▶ [Problems to work on]:
a. Summarize the water-heating thread in two sentences.
b. Decide whether each statement agrees with the water-heating thread, answering yes or no and quoting the words that settle it: (i) The solar panel's efficiency is 55%. (ii) One gallon of water has a mass of 4.184 kg. (iii) The table gives insolation in Albuquerque, NM for December.
c. Reproduce the stretch of the water-heating thread from "## Homework Statement" through "heat the water.".

▶ [Document excerpt]:

# Power used to heat water and efficiency math problem

• courtneywetts
In summary, the household uses 100 gallons of hot water per day and the water temperature must be raised from 10°C to 50°C. To find the average power needed to heat the water, the mass of 100 gallons of water (378 kg) must be multiplied by the specific heat of water (4.184 J/(g*K)) and the temperature change (40 K). This results in an average power of 732 W. For part B, the solar panel's efficiency of 55% must be taken into account, and the amount of solar power needed to produce 732 W must be calculated using the table provided. The table gives the average monthly insolation in Albuquerque, NM for June, and the necessary power can

## Homework Statement

A household uses 100 gallons of hot water per day (1 gallon of water has a mass of 3.78 kg) and the water temperature must be raised from 10°C to 50°C

a) find the average power needed to heat the water.

▶ [Supplied material]:
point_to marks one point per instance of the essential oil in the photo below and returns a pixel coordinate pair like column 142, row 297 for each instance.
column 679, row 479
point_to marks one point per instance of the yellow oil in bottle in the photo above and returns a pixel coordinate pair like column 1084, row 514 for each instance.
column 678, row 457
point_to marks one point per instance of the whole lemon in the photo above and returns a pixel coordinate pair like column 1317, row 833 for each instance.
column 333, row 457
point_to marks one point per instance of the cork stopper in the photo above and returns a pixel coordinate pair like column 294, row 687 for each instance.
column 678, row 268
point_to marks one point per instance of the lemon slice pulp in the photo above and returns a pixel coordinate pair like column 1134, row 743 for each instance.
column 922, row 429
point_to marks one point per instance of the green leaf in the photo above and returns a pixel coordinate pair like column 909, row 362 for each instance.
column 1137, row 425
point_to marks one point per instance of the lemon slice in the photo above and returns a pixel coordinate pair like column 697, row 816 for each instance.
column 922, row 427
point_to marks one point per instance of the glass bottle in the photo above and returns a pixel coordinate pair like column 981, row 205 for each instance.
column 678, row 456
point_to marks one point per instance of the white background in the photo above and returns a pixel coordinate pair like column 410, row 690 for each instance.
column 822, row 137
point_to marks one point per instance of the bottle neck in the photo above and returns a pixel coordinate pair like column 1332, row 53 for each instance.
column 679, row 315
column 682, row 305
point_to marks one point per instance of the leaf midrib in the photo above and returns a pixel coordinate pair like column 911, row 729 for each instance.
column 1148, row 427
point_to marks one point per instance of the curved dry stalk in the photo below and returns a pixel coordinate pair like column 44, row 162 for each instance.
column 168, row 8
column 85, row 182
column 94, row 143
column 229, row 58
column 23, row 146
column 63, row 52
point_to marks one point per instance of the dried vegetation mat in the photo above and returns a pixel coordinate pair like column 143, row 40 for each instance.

▶ [Task-by-task solutions]:
a. A household uses 100 gallons of hot water per day, and the water temperature must be raised from 10°C to 50°C. Multiplying the 378 kg mass of that water by the specific heat of water (4.184 J/(g*K)) and the 40 K temperature change gives an average power of 732 W.

b.
(i) Yes: "the solar panel's efficiency of 55% must be taken into account"
(ii) No: "1 gallon of water has a mass of 3.78 kg"
(iii) No: "The table gives the average monthly insolation in Albuquerque, NM for June"

c.
## Homework Statement

A household uses 100 gallons of hot water per day (1 gallon of water has a mass of 3.78 kg) and the water temperature must be raised from 10°C to 50°C

a) find the average power needed to heat the water.